◆ **Source document**:
==*==

Lasagna, Chicken, and Lemon Cake

Hubby and I were adventurous last weekend and tried out two Cooking Light recipes – Basil and Zucchini Lasagna and Asian Barbecue Chicken.


This was our first time making lasagna from scratch. The food processor came in handy, and Hubby liked pouring the various layers into the baking pan. He even said that making the lasagna together was “fun” (and he’s never said before that about cooking)! The best part? We loved how it tasted! In the past, we used to buy frozen lasagna, but we thought they were very salty and had too much sauce. So after a number of disappointing experiences, we quit buying lasagna altogether. This recipe had exactly what we liked. I made a couple of mods — I threw in mushrooms because I thought zucchini by itself was a little boring, and I also used tomato sauce instead of pasta sauce simply because I didn’t read the directions carefully enough. But all in all – a success!

==*==

◆ **Exercise task A**:
In the lasagna post, why did the couple stop buying frozen lasagna?
◆ **Exercise task B**:
Retype part of the lasagna post, beginning at the words "This was our" and stopping after "all – a success!".
◆ **Exercise task C**:
Write what comes next in the lasagna post, picking up after its last sentence.
The data after this point comes from a separate source.

◆ **Entries supplied**:
==*==

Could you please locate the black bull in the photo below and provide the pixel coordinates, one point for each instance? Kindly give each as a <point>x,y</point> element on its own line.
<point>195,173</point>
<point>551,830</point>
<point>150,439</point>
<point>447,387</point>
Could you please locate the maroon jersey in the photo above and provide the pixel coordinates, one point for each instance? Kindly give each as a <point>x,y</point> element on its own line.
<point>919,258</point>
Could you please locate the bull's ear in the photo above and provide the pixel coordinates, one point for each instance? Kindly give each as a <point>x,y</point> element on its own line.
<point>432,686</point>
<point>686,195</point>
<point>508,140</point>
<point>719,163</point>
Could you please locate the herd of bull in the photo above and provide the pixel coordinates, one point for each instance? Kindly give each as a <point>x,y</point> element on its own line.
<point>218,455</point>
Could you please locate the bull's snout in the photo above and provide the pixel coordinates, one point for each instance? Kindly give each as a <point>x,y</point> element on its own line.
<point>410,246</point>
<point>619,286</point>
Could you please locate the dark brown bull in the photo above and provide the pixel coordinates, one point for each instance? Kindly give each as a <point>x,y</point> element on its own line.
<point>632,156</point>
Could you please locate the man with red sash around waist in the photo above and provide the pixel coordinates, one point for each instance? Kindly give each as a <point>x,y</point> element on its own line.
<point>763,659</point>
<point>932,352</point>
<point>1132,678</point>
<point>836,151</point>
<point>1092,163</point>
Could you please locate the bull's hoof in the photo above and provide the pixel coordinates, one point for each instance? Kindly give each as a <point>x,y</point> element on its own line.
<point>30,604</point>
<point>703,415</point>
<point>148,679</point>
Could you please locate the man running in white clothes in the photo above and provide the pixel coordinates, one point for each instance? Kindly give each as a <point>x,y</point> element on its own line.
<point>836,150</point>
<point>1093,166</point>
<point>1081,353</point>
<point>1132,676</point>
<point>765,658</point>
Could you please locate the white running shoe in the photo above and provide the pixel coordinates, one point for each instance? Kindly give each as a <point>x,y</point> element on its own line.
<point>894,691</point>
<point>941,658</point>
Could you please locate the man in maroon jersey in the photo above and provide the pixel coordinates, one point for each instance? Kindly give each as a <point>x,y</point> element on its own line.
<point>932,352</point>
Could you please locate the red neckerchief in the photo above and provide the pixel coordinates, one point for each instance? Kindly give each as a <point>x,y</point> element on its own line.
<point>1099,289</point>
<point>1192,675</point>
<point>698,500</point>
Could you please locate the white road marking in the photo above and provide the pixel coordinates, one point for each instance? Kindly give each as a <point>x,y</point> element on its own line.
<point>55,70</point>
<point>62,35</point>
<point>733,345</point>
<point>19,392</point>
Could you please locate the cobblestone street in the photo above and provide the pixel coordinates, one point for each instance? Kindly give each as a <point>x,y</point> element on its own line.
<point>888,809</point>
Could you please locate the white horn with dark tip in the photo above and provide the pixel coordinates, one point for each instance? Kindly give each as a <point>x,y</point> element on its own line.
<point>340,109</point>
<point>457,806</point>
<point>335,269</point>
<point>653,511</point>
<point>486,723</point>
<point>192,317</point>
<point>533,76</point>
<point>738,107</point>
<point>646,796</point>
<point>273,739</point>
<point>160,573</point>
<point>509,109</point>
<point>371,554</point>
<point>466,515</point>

==*==

◆ **Output A**:
They found it very salty, with too much sauce.

◆ **Output B**:
This was our first time making lasagna from scratch. The food processor came in handy, and Hubby liked pouring the various layers into the baking pan. He even said that making the lasagna together was “fun” (and he’s never said before that about cooking)! The best part? We loved how it tasted! In the past, we used to buy frozen lasagna, but we thought they were very salty and had too much sauce. So after a number of disappointing experiences, we quit buying lasagna altogether. This recipe had exactly what we liked. I made a couple of mods — I threw in mushrooms because I thought zucchini by itself was a little boring, and I also used tomato sauce instead of pasta sauce simply because I didn’t read the directions carefully enough. But all in all – a success!

◆ **Output C**:
I selected the Asian Barbecue Chicken recipe because I wanted to test our Foreman grill. As you can see from the photo, the chicken breasts are way overcooked and are on the verge of becoming chicken jerky…but they still had a yummy flavor. The crushed red pepper flakes added a nice kick. The only downside? Cleaning the grill. The grill plates are not removable, and the entire thing isn’t supposed to be immersed in water. We scrubbed it with wet paper towels and then Hubby held it over the sink while I soaped it. Talk about a pain. But I would definitely use this marinade recipe again.

This week, I baked a Lemon Cake (a Barefoot Contessa recipe).


Instead of describing what happened, I think I’ll just list what I learned in the process.

1. My arm is totally weak. After grating the zest of two lemons and then juicing four lemons, my arm wasn’t up for holding the hand mixer for five minutes to cream the butter and sugar. I need a stand mixer.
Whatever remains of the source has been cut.